* **Data to process**:
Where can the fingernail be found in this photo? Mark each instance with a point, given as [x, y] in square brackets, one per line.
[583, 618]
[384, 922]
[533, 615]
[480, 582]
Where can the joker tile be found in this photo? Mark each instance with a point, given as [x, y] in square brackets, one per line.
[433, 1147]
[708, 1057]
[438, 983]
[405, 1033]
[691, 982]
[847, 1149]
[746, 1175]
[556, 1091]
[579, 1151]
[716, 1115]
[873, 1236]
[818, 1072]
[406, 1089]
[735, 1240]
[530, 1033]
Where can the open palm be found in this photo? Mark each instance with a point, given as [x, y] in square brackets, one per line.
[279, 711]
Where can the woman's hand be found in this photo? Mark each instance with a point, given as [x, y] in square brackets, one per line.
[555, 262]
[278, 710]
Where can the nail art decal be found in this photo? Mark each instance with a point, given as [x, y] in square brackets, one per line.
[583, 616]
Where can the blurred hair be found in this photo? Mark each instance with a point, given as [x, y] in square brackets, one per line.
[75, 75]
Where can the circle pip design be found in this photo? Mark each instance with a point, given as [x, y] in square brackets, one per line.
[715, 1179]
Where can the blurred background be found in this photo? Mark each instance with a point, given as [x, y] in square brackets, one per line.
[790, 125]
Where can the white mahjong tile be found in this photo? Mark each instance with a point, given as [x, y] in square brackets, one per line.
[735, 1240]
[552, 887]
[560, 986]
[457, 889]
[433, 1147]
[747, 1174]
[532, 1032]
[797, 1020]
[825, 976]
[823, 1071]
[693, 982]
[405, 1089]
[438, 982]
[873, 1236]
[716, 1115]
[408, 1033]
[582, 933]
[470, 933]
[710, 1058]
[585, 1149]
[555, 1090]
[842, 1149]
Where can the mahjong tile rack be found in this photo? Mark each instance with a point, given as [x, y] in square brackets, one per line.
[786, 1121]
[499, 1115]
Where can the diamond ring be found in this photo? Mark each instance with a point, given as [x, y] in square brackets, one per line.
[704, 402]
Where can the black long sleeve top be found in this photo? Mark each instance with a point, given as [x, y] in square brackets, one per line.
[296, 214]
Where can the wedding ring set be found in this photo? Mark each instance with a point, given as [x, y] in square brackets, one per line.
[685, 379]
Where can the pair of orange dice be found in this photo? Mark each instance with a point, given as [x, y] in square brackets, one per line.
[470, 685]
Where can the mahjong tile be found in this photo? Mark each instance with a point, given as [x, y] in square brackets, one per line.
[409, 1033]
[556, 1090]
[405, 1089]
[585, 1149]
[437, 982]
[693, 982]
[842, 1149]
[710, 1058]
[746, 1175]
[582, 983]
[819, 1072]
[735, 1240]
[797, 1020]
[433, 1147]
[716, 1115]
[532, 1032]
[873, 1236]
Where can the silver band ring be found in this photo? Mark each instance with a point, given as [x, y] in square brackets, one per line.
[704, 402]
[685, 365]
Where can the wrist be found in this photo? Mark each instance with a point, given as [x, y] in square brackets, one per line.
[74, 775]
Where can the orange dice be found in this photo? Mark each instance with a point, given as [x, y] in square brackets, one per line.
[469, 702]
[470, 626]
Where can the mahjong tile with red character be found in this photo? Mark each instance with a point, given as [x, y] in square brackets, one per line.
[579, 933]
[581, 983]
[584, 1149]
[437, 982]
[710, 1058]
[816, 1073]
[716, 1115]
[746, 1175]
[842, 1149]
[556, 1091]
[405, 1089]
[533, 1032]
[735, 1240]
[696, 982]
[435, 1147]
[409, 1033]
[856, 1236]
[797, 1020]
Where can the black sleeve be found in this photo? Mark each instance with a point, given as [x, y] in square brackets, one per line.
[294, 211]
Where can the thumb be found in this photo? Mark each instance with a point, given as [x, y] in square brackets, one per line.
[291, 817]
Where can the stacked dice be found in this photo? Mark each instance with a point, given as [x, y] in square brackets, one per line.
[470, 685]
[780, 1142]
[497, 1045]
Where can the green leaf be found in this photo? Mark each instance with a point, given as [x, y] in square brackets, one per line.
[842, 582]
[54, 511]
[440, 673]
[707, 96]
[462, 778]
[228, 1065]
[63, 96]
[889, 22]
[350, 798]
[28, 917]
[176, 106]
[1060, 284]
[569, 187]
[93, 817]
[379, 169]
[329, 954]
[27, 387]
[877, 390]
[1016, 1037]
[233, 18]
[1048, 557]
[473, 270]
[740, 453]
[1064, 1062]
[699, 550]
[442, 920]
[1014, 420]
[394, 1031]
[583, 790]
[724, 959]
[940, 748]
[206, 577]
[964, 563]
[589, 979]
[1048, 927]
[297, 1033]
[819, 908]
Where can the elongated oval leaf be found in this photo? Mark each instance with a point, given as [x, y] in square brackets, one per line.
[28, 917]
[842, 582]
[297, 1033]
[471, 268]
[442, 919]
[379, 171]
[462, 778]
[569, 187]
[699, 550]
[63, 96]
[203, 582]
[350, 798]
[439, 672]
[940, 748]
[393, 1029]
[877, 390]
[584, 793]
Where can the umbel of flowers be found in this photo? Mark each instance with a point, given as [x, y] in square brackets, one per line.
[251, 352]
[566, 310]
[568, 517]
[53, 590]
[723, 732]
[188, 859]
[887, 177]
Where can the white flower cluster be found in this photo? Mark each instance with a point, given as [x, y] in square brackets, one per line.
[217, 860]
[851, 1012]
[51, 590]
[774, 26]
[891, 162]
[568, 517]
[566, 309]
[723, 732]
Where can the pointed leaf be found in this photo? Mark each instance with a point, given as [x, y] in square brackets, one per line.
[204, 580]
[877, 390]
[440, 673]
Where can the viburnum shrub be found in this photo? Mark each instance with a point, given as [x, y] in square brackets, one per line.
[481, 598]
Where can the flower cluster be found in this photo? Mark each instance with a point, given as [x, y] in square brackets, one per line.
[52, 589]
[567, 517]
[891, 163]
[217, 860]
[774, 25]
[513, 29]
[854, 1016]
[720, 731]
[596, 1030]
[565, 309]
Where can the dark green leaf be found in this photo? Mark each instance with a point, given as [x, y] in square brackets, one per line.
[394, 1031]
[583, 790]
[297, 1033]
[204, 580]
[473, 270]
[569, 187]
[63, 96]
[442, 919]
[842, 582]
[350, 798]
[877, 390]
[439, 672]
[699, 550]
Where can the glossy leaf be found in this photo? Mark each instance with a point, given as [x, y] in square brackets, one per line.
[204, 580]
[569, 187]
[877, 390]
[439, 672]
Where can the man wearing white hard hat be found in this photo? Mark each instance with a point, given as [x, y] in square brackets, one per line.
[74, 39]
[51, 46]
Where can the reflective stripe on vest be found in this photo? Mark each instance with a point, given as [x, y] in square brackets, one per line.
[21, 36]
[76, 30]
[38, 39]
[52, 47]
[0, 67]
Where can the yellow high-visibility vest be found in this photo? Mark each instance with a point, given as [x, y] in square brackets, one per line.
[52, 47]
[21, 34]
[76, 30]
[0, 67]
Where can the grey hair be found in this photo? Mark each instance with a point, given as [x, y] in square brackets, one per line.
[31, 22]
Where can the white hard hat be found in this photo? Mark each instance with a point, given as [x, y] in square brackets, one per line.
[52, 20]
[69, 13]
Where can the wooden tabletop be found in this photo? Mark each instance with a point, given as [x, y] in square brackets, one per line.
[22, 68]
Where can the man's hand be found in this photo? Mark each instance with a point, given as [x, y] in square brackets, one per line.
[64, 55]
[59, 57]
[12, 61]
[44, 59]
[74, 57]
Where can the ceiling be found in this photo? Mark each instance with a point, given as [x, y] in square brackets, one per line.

* **Given instruction**:
Render every line of the rows above as a JSON list of strings, one string per line, with blank lines left out.

* **Solution for this task**:
[
  "Where can the fingernail be found in this photo? Mark each instance with a point, given as [x, y] in square brackets, one per line.",
  "[583, 618]",
  "[384, 922]",
  "[533, 615]",
  "[480, 582]",
  "Where can the joker tile be found in this photo? Mark each instance with a point, given as [x, y] in square brackets, one per line.",
  "[433, 1147]",
  "[708, 1057]",
  "[438, 983]",
  "[405, 1033]",
  "[691, 982]",
  "[847, 1149]",
  "[746, 1175]",
  "[556, 1091]",
  "[579, 1151]",
  "[716, 1115]",
  "[873, 1236]",
  "[818, 1072]",
  "[406, 1089]",
  "[735, 1240]",
  "[530, 1033]",
  "Where can the open palm be found in this photo? Mark each instance with a point, given as [x, y] in square brackets, one per line.",
  "[279, 711]",
  "Where can the woman's hand be found in this photo? Mark each instance with a point, given as [x, y] in square brackets, one per line.",
  "[555, 262]",
  "[278, 710]",
  "Where can the nail art decal be found in this photo? Mark each instance with a point, given as [x, y] in square brackets, one per line.",
  "[583, 616]",
  "Where can the blurred hair be found in this photo? Mark each instance with a point, given as [x, y] in square brackets, one per line.",
  "[75, 75]",
  "Where can the circle pip design be found in this photo? Mark each instance with a point, given as [x, y] in square brackets, one per line.",
  "[715, 1179]",
  "Where can the blurred background be found in this photo? Mark each instance with a point, given as [x, y] in square brackets, one per line.",
  "[790, 125]",
  "Where can the white mahjong tile be found in this photo? Mark each instance with a point, given as [x, y] in square brackets, one per line.",
  "[735, 1240]",
  "[552, 887]",
  "[560, 986]",
  "[457, 889]",
  "[433, 1147]",
  "[747, 1174]",
  "[532, 1032]",
  "[797, 1020]",
  "[825, 976]",
  "[823, 1071]",
  "[693, 982]",
  "[405, 1089]",
  "[438, 982]",
  "[873, 1236]",
  "[716, 1115]",
  "[408, 1033]",
  "[582, 933]",
  "[470, 933]",
  "[710, 1058]",
  "[585, 1149]",
  "[555, 1090]",
  "[842, 1149]",
  "Where can the mahjong tile rack be found in this photo? Mark each instance with a point, given as [x, y] in square brackets, one per line.",
  "[786, 1121]",
  "[499, 1115]",
  "Where can the diamond ring be found in this photo? Mark each instance with a point, given as [x, y] in square brackets, one per line.",
  "[704, 402]",
  "Where can the black long sleeve top be found in this photo? Mark each instance with a point, given as [x, y] in square brackets, one per line.",
  "[296, 214]",
  "Where can the wedding ring set be found in this photo? Mark each instance with a point, given as [x, y] in square brackets, one per line.",
  "[685, 379]",
  "Where can the pair of orange dice be found in this photo? Mark each instance with a point, given as [x, y] in square brackets, one per line.",
  "[470, 685]",
  "Where can the mahjong tile be found in this photo? Mark each instance with a point, given as [x, y] in square brackets, one per line.",
  "[409, 1033]",
  "[556, 1090]",
  "[405, 1089]",
  "[585, 1149]",
  "[437, 982]",
  "[693, 982]",
  "[842, 1149]",
  "[710, 1058]",
  "[746, 1175]",
  "[582, 983]",
  "[819, 1072]",
  "[735, 1240]",
  "[797, 1020]",
  "[433, 1147]",
  "[716, 1115]",
  "[532, 1032]",
  "[873, 1236]",
  "Where can the silver band ring be found in this photo? Mark each instance with a point, given as [x, y] in square brackets, one per line.",
  "[704, 402]",
  "[685, 365]",
  "Where can the wrist be found in this photo? Mark each instance with a point, given as [x, y] in square brackets, one per line.",
  "[74, 775]",
  "Where can the orange dice be found in this photo? Mark each instance with a point, given as [x, y] in square brackets, one per line.",
  "[469, 702]",
  "[470, 626]",
  "Where can the mahjong tile with red character be found in this photo? Mark each instance with a point, given as [x, y] in square brackets, one per line.",
  "[579, 933]",
  "[581, 983]",
  "[584, 1149]",
  "[437, 982]",
  "[710, 1058]",
  "[816, 1073]",
  "[716, 1115]",
  "[746, 1175]",
  "[842, 1149]",
  "[556, 1091]",
  "[405, 1089]",
  "[533, 1032]",
  "[735, 1240]",
  "[696, 982]",
  "[435, 1147]",
  "[409, 1033]",
  "[856, 1236]",
  "[797, 1020]",
  "Where can the black sleeve be found in this photo? Mark each instance with a point, given as [x, y] in square brackets, one per line.",
  "[294, 211]",
  "Where can the thumb be found in this photo? Mark each instance with a point, given as [x, y] in square brackets, one per line.",
  "[291, 817]",
  "Where can the stacked dice be found in this photo? Mark each instance with a point, given as [x, y] in square brackets, one per line.",
  "[470, 685]",
  "[780, 1142]",
  "[497, 1045]",
  "Where can the green leaf be found in this photo? Mark each instance with a point, given as [x, y] in square brackets, one per line.",
  "[842, 582]",
  "[54, 511]",
  "[440, 673]",
  "[707, 96]",
  "[462, 778]",
  "[228, 1065]",
  "[63, 96]",
  "[889, 22]",
  "[350, 798]",
  "[28, 917]",
  "[176, 106]",
  "[1060, 284]",
  "[569, 187]",
  "[93, 817]",
  "[379, 169]",
  "[329, 954]",
  "[27, 387]",
  "[877, 390]",
  "[1016, 1037]",
  "[233, 18]",
  "[1048, 557]",
  "[473, 270]",
  "[740, 453]",
  "[1064, 1062]",
  "[699, 550]",
  "[442, 920]",
  "[1014, 420]",
  "[394, 1031]",
  "[583, 790]",
  "[724, 959]",
  "[940, 748]",
  "[206, 577]",
  "[964, 563]",
  "[589, 979]",
  "[1048, 927]",
  "[297, 1033]",
  "[819, 908]",
  "Where can the elongated oval leaf be found in this photo? Mark each instance with a point, given as [x, y] in square brackets, one per line.",
  "[28, 917]",
  "[842, 582]",
  "[297, 1033]",
  "[471, 268]",
  "[442, 919]",
  "[379, 171]",
  "[462, 778]",
  "[569, 187]",
  "[699, 550]",
  "[63, 96]",
  "[203, 582]",
  "[350, 798]",
  "[439, 672]",
  "[940, 748]",
  "[393, 1029]",
  "[877, 390]",
  "[584, 793]",
  "Where can the umbel of flowers be found in this photo? Mark each instance with a point, given as [x, y] in square brackets, one per line.",
  "[251, 352]",
  "[566, 310]",
  "[568, 517]",
  "[53, 590]",
  "[723, 732]",
  "[188, 859]",
  "[887, 177]",
  "Where can the white flower cluster be found in this photo? Mark each instance with a point, given as [x, y] in square brackets, one per line.",
  "[217, 860]",
  "[851, 1012]",
  "[51, 590]",
  "[774, 26]",
  "[891, 162]",
  "[568, 517]",
  "[566, 309]",
  "[723, 732]",
  "Where can the pointed leaf be found in this photo? Mark each instance with a point, given as [x, y] in square brackets, one per line.",
  "[204, 580]",
  "[877, 390]",
  "[440, 673]",
  "Where can the viburnum shrub be found in this photo? Mark each instance with a point, given as [x, y] in square brackets, one per line.",
  "[481, 598]",
  "Where can the flower cluster be found in this photo? Mark each instance with a point, given as [x, y] in square brackets, one per line.",
  "[52, 589]",
  "[567, 517]",
  "[891, 163]",
  "[217, 860]",
  "[774, 25]",
  "[513, 29]",
  "[854, 1016]",
  "[720, 731]",
  "[596, 1030]",
  "[565, 309]",
  "Where can the dark green leaf be found in this photo? Mark each instance with a point, given as [x, y] in square brackets, one per line.",
  "[394, 1031]",
  "[583, 790]",
  "[297, 1033]",
  "[204, 580]",
  "[473, 270]",
  "[569, 187]",
  "[63, 96]",
  "[442, 919]",
  "[842, 582]",
  "[350, 798]",
  "[877, 390]",
  "[439, 672]",
  "[699, 550]",
  "Where can the glossy leaf be found in this photo? Mark each instance with a point, given as [x, y] in square brackets, one per line.",
  "[204, 580]",
  "[569, 187]",
  "[877, 390]",
  "[439, 672]",
  "Where can the man wearing white hard hat be found in this photo? Mark each instance with a point, given as [x, y] in square brackets, one per line.",
  "[74, 39]",
  "[51, 46]",
  "Where can the reflective stripe on vest be found in this photo? Mark each instance with a point, given as [x, y] in square brackets, one per line.",
  "[21, 36]",
  "[76, 30]",
  "[38, 39]",
  "[52, 47]",
  "[0, 67]",
  "Where can the yellow high-visibility vest be found in this photo? Mark each instance with a point, given as [x, y] in square brackets, one per line.",
  "[52, 47]",
  "[21, 34]",
  "[76, 30]",
  "[0, 67]",
  "Where can the grey hair be found in this photo? Mark each instance with a point, given as [x, y] in square brackets, one per line.",
  "[31, 22]",
  "Where can the white hard hat be found in this photo? Mark each instance with a point, given as [x, y] in square brackets, one per line.",
  "[52, 20]",
  "[69, 13]",
  "Where can the wooden tabletop be found in this photo? Mark each instance with a point, given as [x, y] in square brackets, one per line.",
  "[22, 68]",
  "Where can the man's hand be found in this photo? Mark each instance with a point, given as [x, y] in square brackets, one per line.",
  "[64, 55]",
  "[59, 57]",
  "[12, 61]",
  "[44, 59]",
  "[74, 57]",
  "Where can the ceiling be found in this photo? Mark each instance with a point, given as [x, y] in square brackets, one per line."
]